Task prompt: Reproduce the items below, substituting "gilded carved ornament" for "gold carved decoration" and leaving everything else unchanged. Omit the picture from your answer.

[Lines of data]

_ _ _ _ _ _ _

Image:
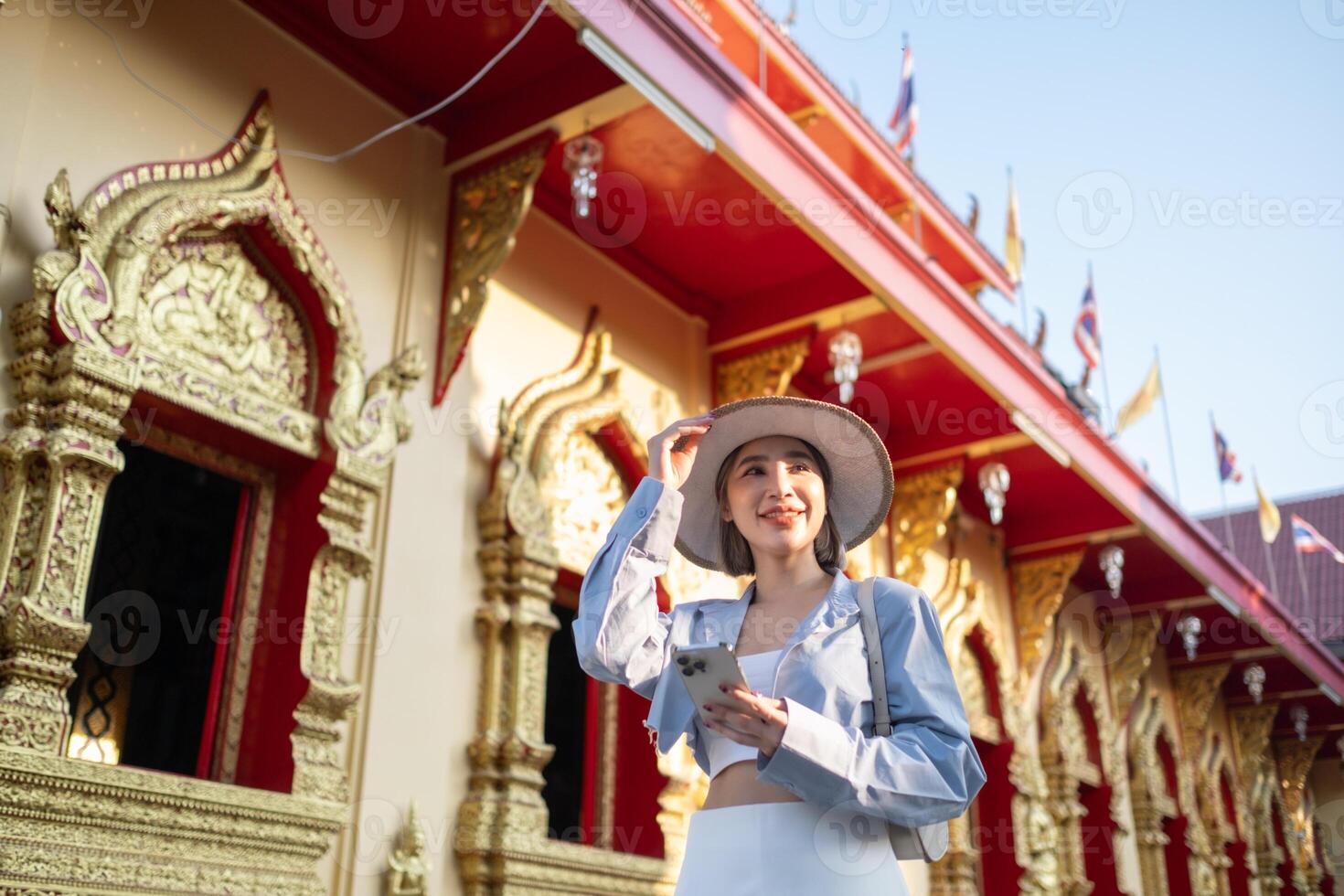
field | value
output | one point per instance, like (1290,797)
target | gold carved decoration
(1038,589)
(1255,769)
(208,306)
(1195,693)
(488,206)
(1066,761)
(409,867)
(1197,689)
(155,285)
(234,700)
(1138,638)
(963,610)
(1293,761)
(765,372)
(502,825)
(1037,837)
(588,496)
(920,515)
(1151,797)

_ _ _ _ _ _ _

Final result:
Image:
field | value
output | one point per instance, like (1290,797)
target | gilded carved ornament
(1038,589)
(1255,769)
(208,306)
(1195,693)
(488,206)
(1066,761)
(409,867)
(1197,689)
(155,285)
(234,700)
(1138,638)
(963,610)
(1293,761)
(765,372)
(502,825)
(1037,837)
(588,496)
(920,515)
(1151,797)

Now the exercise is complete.